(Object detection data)
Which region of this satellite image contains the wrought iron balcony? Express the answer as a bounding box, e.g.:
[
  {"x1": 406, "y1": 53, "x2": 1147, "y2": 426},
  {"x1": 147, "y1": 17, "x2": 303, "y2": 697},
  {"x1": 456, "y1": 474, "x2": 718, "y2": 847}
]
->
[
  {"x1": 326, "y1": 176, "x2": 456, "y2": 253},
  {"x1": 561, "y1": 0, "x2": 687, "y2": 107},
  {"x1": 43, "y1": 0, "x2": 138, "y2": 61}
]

---

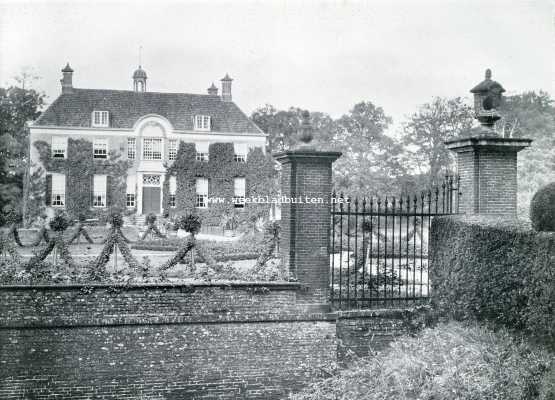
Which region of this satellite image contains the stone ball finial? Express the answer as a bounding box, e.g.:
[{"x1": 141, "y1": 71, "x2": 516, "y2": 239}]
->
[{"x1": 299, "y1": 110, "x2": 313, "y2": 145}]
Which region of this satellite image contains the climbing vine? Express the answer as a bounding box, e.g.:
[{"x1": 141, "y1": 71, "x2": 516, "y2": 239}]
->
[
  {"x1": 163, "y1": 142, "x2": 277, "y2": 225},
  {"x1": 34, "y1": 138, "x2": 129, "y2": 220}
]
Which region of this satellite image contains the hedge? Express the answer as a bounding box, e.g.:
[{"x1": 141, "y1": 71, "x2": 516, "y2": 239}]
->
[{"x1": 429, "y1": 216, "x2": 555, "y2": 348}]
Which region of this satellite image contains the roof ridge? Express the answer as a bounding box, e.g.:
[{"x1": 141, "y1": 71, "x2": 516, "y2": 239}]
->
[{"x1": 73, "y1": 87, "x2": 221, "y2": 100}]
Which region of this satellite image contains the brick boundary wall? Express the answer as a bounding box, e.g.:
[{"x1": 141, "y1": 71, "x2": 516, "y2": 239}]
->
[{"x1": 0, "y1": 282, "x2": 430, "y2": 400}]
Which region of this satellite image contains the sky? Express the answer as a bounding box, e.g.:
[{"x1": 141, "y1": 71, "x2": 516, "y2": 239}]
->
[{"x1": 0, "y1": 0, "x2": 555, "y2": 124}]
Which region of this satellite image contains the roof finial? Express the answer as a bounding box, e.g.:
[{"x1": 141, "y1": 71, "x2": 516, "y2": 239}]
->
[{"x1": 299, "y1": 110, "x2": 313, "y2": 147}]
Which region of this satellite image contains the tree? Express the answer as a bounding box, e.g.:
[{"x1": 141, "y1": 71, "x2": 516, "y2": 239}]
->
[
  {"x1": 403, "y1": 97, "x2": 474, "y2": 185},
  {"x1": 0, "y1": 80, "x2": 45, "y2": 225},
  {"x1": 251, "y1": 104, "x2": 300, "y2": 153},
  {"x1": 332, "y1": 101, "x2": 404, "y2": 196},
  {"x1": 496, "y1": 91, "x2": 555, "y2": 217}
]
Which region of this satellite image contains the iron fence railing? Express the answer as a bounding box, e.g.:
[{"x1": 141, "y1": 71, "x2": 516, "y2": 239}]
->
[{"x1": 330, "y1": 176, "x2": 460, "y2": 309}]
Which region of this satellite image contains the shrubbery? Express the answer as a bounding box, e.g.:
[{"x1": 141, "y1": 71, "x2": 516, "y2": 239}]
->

• [STATED EXERCISE]: Please pick out each line of the records that contains the word "iron" and copy those lines in full.

• [RESPONSE FOR THIS EXERCISE]:
Which region of this satellite image contains the wrought iron balcony? Express the answer as a bounding box, e.g.:
Which region of this satellite image contains the iron fence railing? Express the answer as a bounding box, e.g.:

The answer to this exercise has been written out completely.